=== What you are asked to do ===
The records that follow should be copied in full, exactly as they read.

**** Supplied data ****

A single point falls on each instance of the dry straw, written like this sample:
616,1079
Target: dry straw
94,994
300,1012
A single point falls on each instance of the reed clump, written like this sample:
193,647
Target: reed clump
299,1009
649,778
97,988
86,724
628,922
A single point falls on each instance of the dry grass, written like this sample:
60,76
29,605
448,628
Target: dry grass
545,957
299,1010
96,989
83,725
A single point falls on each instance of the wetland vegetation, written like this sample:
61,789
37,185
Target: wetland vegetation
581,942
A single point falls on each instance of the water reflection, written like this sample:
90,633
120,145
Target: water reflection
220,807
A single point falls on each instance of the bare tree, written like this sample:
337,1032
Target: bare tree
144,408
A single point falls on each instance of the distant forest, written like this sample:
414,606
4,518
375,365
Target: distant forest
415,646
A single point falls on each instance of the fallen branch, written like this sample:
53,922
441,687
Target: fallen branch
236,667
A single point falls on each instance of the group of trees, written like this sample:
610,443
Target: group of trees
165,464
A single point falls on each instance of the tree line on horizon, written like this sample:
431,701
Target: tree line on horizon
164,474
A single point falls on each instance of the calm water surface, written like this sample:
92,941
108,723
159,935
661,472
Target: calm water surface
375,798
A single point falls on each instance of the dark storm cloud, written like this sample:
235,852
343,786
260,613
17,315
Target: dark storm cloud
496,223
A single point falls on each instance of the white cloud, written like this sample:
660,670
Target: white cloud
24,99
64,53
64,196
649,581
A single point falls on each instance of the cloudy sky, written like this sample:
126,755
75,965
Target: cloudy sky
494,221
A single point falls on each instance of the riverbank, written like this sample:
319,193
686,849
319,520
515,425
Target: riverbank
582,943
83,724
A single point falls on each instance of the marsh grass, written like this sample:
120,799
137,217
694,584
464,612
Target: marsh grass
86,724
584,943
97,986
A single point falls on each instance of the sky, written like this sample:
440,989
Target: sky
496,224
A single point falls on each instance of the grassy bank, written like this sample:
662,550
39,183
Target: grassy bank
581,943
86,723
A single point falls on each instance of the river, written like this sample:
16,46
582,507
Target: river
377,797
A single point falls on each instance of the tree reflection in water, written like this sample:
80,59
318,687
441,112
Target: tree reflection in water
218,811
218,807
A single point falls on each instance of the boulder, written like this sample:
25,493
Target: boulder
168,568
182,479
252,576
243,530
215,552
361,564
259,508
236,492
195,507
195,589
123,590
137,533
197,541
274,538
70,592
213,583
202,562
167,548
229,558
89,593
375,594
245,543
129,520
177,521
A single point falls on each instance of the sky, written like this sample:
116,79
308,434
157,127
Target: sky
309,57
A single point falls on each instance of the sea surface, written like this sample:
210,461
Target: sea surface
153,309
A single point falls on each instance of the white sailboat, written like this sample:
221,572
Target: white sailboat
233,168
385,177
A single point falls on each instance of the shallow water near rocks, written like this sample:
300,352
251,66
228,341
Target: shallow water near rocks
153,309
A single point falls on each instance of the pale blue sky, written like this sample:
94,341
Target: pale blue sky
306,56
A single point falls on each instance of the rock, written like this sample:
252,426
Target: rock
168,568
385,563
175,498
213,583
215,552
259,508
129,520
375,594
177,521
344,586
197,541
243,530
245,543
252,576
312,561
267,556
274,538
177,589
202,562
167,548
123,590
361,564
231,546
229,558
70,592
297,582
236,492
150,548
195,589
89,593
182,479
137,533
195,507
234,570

****

=== Output of the task ===
A single point falls on each instance of the dry straw, written like this sample:
616,1079
Target: dry straw
94,994
300,1012
A single point falls on each instance of the reed clump, written like this sample:
193,647
Target: reed clump
299,1009
649,778
97,988
86,724
628,922
A single point falls on each instance of the dry grass, written like this sample:
60,76
29,605
448,628
Target: dry grass
545,957
299,1010
96,989
83,725
A single point falls on each instance of the wetland vegetation, written like this sample:
61,789
37,185
Target: wetland vegetation
581,942
A single point falls on each instance of the water reflection, written like this sample:
90,633
120,145
Target: water reflection
220,807
A single point falls on each instance of the bare tree, written like this sample:
337,1032
Target: bare tree
144,408
A single point falls on each instance of the distant forest, written like this sample:
414,606
4,518
375,365
Target: distant forest
415,646
A single point falls on each instance of the fallen branch, written like this sample:
53,922
441,687
Target: fallen branch
236,667
A single point falls on each instance of the group of trees, written like this sample:
610,443
Target: group of trees
165,464
A single point falls on each instance of the tree line on horizon, written like this sample:
431,701
Target: tree line on horizon
164,474
A single point falls on each instance of the calm water surface, written like this sample:
92,941
108,723
159,935
661,472
Target: calm water surface
375,798
A single point falls on each instance of the dark storm cloud, written like this sample:
235,852
343,786
260,613
17,315
Target: dark storm cloud
496,223
A single point falls on each instance of the white cloud, written like this sample:
660,670
Target: white cloud
24,99
64,53
64,196
649,581
A single point falls on each instance of the cloudy sky, written like this sample:
126,755
75,965
Target: cloudy sky
494,221
A single point falls on each instance of the riverbank, written like this sample:
319,193
686,849
319,520
515,425
Target: riverbank
582,943
83,724
A single point falls on each instance of the marsh grass, written like this sample:
120,799
137,217
694,584
464,612
Target: marsh grass
86,724
584,943
97,986
A single point falls on each instance of the sky, written like this sample:
440,989
Target: sky
496,224
A single point falls on each instance of the grassy bank, written like this sample:
662,550
39,183
Target: grassy bank
581,943
86,723
A single point falls on each instance of the river, written like this sample:
16,46
582,507
Target: river
377,797
A single point falls on each instance of the tree reflection in water, written like this sample:
80,59
318,687
441,112
Target: tree reflection in water
218,811
218,807
A single point falls on each instance of the boulder, written like this sample:
25,493
Target: boulder
168,568
182,479
252,576
243,530
215,552
361,564
259,508
236,492
195,507
195,589
123,590
137,533
197,541
274,538
70,592
213,583
202,562
167,548
229,558
89,593
375,594
245,543
129,520
177,521
A single point falls on each instance of the sky, written like this sample:
116,79
308,434
157,127
Target: sky
309,57
A single point falls on each instance of the sea surface, written like this sample:
210,461
Target: sea surface
153,309
A single point falls on each instance of the white sailboat, written like this sample:
221,572
Target: white sailboat
233,168
385,177
A single point falls on each instance of the shallow water near rocks, written like this sample:
300,352
251,66
228,341
Target: shallow water near rocks
153,309
A single point falls on each instance of the pale blue sky, written like this sample:
94,341
Target: pale blue sky
306,56
A single point falls on each instance of the rock, written like this sample:
252,426
Target: rock
168,568
385,563
175,498
213,583
215,552
259,508
129,520
375,594
177,521
344,586
197,541
243,530
245,543
252,576
312,561
267,556
274,538
177,589
202,562
167,548
123,590
361,564
231,546
229,558
70,592
297,582
236,492
150,548
195,589
89,593
182,479
137,533
195,507
234,570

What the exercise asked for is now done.